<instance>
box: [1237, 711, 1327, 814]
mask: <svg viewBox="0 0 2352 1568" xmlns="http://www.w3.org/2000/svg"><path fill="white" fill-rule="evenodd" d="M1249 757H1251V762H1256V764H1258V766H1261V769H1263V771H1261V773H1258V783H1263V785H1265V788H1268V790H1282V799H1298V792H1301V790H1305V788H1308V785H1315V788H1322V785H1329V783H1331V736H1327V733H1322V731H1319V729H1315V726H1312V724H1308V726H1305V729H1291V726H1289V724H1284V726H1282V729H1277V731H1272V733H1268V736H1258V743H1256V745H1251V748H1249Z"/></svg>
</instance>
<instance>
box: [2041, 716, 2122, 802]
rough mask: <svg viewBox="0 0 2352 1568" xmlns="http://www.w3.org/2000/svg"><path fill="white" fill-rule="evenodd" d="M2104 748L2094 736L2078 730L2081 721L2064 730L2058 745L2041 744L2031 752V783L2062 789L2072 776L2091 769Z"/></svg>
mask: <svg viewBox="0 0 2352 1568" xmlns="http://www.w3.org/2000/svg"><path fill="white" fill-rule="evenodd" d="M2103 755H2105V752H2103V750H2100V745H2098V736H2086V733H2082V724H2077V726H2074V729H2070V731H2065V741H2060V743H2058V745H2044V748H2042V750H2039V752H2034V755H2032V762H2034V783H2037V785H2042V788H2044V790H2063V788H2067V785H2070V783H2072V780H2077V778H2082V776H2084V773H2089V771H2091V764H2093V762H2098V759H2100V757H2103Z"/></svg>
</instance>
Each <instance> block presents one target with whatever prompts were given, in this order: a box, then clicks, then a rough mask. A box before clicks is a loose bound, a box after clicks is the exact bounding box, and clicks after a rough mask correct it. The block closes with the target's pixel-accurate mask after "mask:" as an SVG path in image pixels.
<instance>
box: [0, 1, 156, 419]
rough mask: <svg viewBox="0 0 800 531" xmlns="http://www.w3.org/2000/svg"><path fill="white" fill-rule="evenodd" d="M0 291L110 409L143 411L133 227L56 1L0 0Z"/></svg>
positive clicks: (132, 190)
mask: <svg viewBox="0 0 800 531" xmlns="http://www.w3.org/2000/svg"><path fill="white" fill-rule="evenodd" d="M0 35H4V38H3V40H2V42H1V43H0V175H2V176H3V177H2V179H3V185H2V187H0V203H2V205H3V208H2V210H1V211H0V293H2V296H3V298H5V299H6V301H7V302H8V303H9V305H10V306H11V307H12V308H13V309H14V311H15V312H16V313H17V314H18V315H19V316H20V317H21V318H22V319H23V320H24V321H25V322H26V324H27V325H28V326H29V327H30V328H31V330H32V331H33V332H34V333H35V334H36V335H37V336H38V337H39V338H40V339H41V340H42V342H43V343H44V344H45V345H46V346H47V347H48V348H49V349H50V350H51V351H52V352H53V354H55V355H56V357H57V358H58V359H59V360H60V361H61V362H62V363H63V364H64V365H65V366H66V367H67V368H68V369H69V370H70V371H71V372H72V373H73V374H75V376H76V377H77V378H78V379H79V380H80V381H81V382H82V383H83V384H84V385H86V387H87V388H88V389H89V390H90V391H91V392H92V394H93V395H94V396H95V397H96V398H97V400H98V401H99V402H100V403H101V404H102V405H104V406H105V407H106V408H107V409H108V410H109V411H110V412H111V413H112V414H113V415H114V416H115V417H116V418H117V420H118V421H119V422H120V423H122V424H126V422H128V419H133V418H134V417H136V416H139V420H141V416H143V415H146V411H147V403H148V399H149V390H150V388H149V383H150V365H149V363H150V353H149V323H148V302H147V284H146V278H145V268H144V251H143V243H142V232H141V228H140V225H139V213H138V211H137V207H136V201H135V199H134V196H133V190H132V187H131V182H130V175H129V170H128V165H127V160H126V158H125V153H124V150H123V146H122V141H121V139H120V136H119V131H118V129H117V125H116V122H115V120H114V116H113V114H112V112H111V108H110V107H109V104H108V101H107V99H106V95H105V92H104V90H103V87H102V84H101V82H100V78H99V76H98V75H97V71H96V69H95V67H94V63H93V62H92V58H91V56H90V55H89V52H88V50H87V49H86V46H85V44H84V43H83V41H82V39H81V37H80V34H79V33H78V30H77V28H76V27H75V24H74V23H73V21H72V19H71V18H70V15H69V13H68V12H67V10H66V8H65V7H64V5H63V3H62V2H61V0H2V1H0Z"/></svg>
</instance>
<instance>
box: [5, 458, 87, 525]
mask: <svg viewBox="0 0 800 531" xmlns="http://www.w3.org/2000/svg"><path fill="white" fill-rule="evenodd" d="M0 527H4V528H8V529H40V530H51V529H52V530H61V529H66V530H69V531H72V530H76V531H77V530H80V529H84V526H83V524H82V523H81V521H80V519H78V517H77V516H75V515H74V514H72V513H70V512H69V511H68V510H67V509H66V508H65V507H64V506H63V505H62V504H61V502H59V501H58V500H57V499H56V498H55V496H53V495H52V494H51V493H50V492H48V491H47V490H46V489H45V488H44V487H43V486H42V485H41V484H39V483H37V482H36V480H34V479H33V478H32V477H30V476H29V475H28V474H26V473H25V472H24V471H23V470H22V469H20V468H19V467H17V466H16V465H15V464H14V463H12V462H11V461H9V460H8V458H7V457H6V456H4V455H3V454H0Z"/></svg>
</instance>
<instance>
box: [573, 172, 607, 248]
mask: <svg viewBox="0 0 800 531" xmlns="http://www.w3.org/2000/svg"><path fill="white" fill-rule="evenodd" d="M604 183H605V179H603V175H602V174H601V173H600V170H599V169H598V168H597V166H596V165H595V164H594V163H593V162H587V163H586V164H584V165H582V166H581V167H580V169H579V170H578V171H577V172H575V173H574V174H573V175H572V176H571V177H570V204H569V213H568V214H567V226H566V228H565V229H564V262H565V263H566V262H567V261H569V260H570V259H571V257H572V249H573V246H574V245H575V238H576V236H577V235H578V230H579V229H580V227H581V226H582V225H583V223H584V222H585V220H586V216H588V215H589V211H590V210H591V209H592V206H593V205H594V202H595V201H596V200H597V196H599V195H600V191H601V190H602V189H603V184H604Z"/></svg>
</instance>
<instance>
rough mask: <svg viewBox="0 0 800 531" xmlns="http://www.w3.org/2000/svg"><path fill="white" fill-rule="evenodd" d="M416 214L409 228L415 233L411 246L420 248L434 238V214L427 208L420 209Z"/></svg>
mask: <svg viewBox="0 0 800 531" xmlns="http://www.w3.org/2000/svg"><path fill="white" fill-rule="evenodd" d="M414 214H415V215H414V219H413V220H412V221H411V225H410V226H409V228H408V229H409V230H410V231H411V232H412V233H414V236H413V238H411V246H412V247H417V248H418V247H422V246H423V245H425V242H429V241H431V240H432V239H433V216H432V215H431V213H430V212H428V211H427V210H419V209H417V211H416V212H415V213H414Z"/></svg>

★ ★ ★ ★ ★

PROBLEM DESCRIPTION - Starting at the first line and ending at the last, retype the entries above.

REPLY TO THE TASK -
<instance>
box: [1237, 711, 1327, 814]
mask: <svg viewBox="0 0 2352 1568" xmlns="http://www.w3.org/2000/svg"><path fill="white" fill-rule="evenodd" d="M1249 757H1251V762H1256V764H1258V766H1261V769H1263V771H1261V773H1258V783H1263V785H1265V788H1268V790H1282V799H1298V792H1301V790H1305V788H1308V785H1315V788H1322V785H1329V783H1331V736H1327V733H1322V731H1319V729H1315V726H1312V724H1308V726H1305V729H1291V726H1289V724H1284V726H1282V729H1277V731H1272V733H1268V736H1258V743H1256V745H1251V748H1249Z"/></svg>
</instance>
<instance>
box: [2041, 716, 2122, 802]
rough mask: <svg viewBox="0 0 2352 1568" xmlns="http://www.w3.org/2000/svg"><path fill="white" fill-rule="evenodd" d="M2104 748L2094 736L2078 730L2081 721L2064 730L2058 745L2041 744L2031 752V783L2062 789L2072 776L2091 769Z"/></svg>
mask: <svg viewBox="0 0 2352 1568" xmlns="http://www.w3.org/2000/svg"><path fill="white" fill-rule="evenodd" d="M2103 755H2105V752H2103V750H2100V745H2098V736H2086V733H2082V724H2077V726H2074V729H2070V731H2065V741H2060V743H2058V745H2044V748H2042V750H2039V752H2034V755H2032V762H2034V783H2037V785H2042V788H2044V790H2063V788H2067V785H2070V783H2072V780H2077V778H2082V776H2084V773H2089V771H2091V764H2093V762H2098V759H2100V757H2103Z"/></svg>
</instance>
Each <instance> block presents one target with whatever prompts were given, in this order: a box, then clicks, then a rough mask. A box before clicks is a loose bound, a box after clicks is the exact bounding box, and clicks after a rough mask correct it. The block closes with the target's pixel-accurate mask after "mask:" as an SVG path in image pixels.
<instance>
box: [0, 1, 156, 419]
rough mask: <svg viewBox="0 0 800 531" xmlns="http://www.w3.org/2000/svg"><path fill="white" fill-rule="evenodd" d="M0 291L110 409L143 411L133 227L56 1L0 0Z"/></svg>
positive clicks: (132, 190)
mask: <svg viewBox="0 0 800 531" xmlns="http://www.w3.org/2000/svg"><path fill="white" fill-rule="evenodd" d="M0 35H4V38H3V40H2V42H1V43H0V175H2V176H3V177H2V179H3V185H2V187H0V203H2V205H3V208H2V210H1V211H0V293H2V296H3V298H5V299H6V301H7V302H8V303H9V305H10V306H11V307H12V308H13V309H14V311H15V312H16V313H17V314H18V315H19V316H20V317H21V318H22V319H23V320H24V321H25V322H26V324H27V325H28V326H29V327H30V328H31V330H32V331H33V332H34V333H35V334H36V335H37V336H38V337H39V338H40V339H41V340H42V342H43V343H44V344H45V345H46V346H47V347H48V348H49V349H50V350H51V351H52V352H53V354H55V355H56V357H57V358H58V359H59V360H60V361H61V362H62V363H63V364H64V365H65V366H66V367H67V368H68V369H69V370H70V371H71V372H72V373H73V374H75V376H76V377H77V378H78V379H79V380H80V381H81V382H82V383H83V384H84V385H86V387H87V388H88V389H89V390H90V391H91V392H92V394H93V395H94V396H95V397H96V398H97V400H98V401H99V402H100V403H101V404H102V405H104V406H105V407H106V408H107V409H108V410H109V411H110V412H111V413H112V414H113V415H114V416H115V417H116V418H117V420H118V421H119V422H120V423H122V424H126V422H128V419H133V418H134V417H136V416H139V420H141V416H143V415H146V411H147V403H148V399H149V390H150V388H149V383H150V365H149V363H150V353H149V323H148V302H147V284H146V278H145V268H144V251H143V243H142V232H141V228H140V225H139V213H138V211H137V207H136V201H135V199H134V196H133V190H132V187H131V182H130V175H129V170H128V165H127V160H126V158H125V153H124V150H123V146H122V141H121V139H120V136H119V131H118V129H117V125H116V122H115V120H114V116H113V114H112V112H111V108H110V107H109V104H108V101H107V99H106V95H105V92H104V90H103V87H102V84H101V82H100V78H99V76H98V75H97V71H96V69H95V67H94V63H93V62H92V58H91V56H90V55H89V52H88V50H87V49H86V46H85V44H84V43H83V41H82V39H81V37H80V34H79V33H78V30H77V28H76V27H75V24H74V23H73V21H72V19H71V18H70V15H69V13H68V12H67V10H66V8H65V7H64V5H63V3H62V2H61V0H2V1H0Z"/></svg>
</instance>
<instance>
box: [5, 458, 87, 525]
mask: <svg viewBox="0 0 800 531" xmlns="http://www.w3.org/2000/svg"><path fill="white" fill-rule="evenodd" d="M0 527H4V528H8V529H40V530H51V529H52V530H61V529H66V530H69V531H72V530H76V531H77V530H80V529H84V526H83V524H82V523H81V521H80V519H78V517H77V516H75V515H74V514H72V513H70V512H69V511H68V510H67V509H66V508H65V507H64V506H63V505H62V504H61V502H59V501H58V500H57V499H56V498H55V496H53V495H52V494H51V493H50V492H48V491H47V490H46V489H45V488H44V487H43V486H42V485H41V484H39V483H37V482H36V480H34V479H33V478H32V477H30V476H29V475H28V474H26V473H25V472H24V471H23V470H22V469H20V468H19V467H17V466H16V465H15V464H14V463H12V462H11V461H9V460H8V458H7V457H6V456H4V455H3V454H0Z"/></svg>
</instance>
<instance>
box: [573, 172, 607, 248]
mask: <svg viewBox="0 0 800 531" xmlns="http://www.w3.org/2000/svg"><path fill="white" fill-rule="evenodd" d="M604 183H605V179H603V175H602V174H601V173H600V170H599V169H598V168H597V166H596V165H595V164H594V163H593V162H587V163H586V164H584V165H582V166H581V167H580V169H579V170H578V171H577V172H575V173H574V174H573V175H572V176H571V177H570V204H569V213H568V214H567V226H566V228H565V229H564V262H565V263H566V262H567V261H569V260H570V259H571V257H572V249H573V246H574V245H575V238H576V236H577V235H578V230H579V229H580V227H581V226H582V225H583V223H584V222H585V220H586V216H588V215H589V211H590V210H591V209H592V206H593V205H594V202H595V201H596V200H597V196H599V195H600V191H601V190H602V189H603V184H604Z"/></svg>
</instance>
<instance>
rough mask: <svg viewBox="0 0 800 531" xmlns="http://www.w3.org/2000/svg"><path fill="white" fill-rule="evenodd" d="M416 214L409 228L415 233L411 246L420 248L434 238V214L427 208L420 209Z"/></svg>
mask: <svg viewBox="0 0 800 531" xmlns="http://www.w3.org/2000/svg"><path fill="white" fill-rule="evenodd" d="M414 214H415V215H414V219H413V220H412V221H411V225H410V226H409V228H408V229H409V230H410V231H411V232H412V233H414V236H413V238H411V246H412V247H417V248H418V247H422V246H423V245H425V242H429V241H431V240H432V239H433V216H432V215H431V213H430V212H428V211H427V210H419V209H417V211H416V212H415V213H414Z"/></svg>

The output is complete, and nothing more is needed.